Data lines
++++

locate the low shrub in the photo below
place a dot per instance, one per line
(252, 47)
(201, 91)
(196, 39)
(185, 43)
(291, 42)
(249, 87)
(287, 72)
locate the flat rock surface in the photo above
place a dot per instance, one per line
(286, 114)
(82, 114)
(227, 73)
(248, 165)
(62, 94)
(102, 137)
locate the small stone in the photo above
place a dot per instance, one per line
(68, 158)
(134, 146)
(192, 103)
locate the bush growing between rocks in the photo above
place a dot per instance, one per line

++++

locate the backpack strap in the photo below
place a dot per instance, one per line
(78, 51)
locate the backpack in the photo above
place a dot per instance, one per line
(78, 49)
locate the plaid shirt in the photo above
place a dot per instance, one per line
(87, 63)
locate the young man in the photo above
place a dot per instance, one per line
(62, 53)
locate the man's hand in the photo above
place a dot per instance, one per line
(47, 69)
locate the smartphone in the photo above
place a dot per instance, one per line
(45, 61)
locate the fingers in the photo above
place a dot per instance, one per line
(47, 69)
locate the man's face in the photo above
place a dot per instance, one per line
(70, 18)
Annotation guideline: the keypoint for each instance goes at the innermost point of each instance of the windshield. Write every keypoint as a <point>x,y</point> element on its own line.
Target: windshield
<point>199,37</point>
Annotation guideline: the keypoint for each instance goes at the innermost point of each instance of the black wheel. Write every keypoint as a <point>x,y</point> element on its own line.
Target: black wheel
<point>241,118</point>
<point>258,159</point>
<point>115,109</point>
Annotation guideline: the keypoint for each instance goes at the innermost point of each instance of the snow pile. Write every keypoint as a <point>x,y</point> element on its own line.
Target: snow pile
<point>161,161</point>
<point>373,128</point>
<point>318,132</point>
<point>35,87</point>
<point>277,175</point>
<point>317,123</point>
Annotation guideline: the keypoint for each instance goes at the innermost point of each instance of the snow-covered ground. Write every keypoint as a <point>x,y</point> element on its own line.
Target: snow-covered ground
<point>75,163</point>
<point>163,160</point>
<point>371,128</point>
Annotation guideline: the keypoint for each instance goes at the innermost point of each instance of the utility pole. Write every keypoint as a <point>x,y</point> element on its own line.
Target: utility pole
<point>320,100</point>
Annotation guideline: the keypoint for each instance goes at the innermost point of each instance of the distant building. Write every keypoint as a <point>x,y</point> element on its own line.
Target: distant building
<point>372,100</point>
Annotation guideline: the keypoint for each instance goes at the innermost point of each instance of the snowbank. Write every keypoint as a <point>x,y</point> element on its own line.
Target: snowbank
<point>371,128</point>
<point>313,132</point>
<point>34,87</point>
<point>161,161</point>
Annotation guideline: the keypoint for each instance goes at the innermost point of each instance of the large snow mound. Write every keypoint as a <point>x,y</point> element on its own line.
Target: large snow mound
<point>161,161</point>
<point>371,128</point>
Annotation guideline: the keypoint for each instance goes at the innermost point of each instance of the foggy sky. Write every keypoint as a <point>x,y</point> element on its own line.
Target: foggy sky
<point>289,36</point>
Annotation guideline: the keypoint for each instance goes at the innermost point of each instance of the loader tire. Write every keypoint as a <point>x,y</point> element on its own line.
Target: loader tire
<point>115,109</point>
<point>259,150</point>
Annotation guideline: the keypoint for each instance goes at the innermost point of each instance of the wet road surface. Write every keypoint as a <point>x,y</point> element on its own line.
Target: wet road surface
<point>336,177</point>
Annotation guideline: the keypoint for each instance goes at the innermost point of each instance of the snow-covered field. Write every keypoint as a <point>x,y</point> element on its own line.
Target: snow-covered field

++++

# Exercise
Render the entries as a Markdown table with the columns "Row" and "Line," giving each line its row number and omitting blank lines. Begin at the line that contains "locate the man's hand in the photo above" and stop after the line that contains "<point>199,37</point>".

# Response
| Row | Line |
|---|---|
| 1 | locate the man's hand in the photo above |
| 2 | place a dot per instance, one per line |
| 3 | (47, 69) |
| 4 | locate the smartphone in the photo above |
| 5 | place a dot per instance, one per line |
| 6 | (45, 61) |
| 7 | locate the fingers in the photo above |
| 8 | place a dot per instance, one per line |
| 9 | (47, 69) |
| 10 | locate the man's face in the photo above |
| 11 | place a dot per instance, one per line |
| 12 | (70, 18) |
| 13 | Annotation guideline: the keypoint for each instance goes at the innermost point of each instance of the windshield. Write every keypoint as a <point>x,y</point> element on its own line. |
| 14 | Target: windshield |
| 15 | <point>199,37</point> |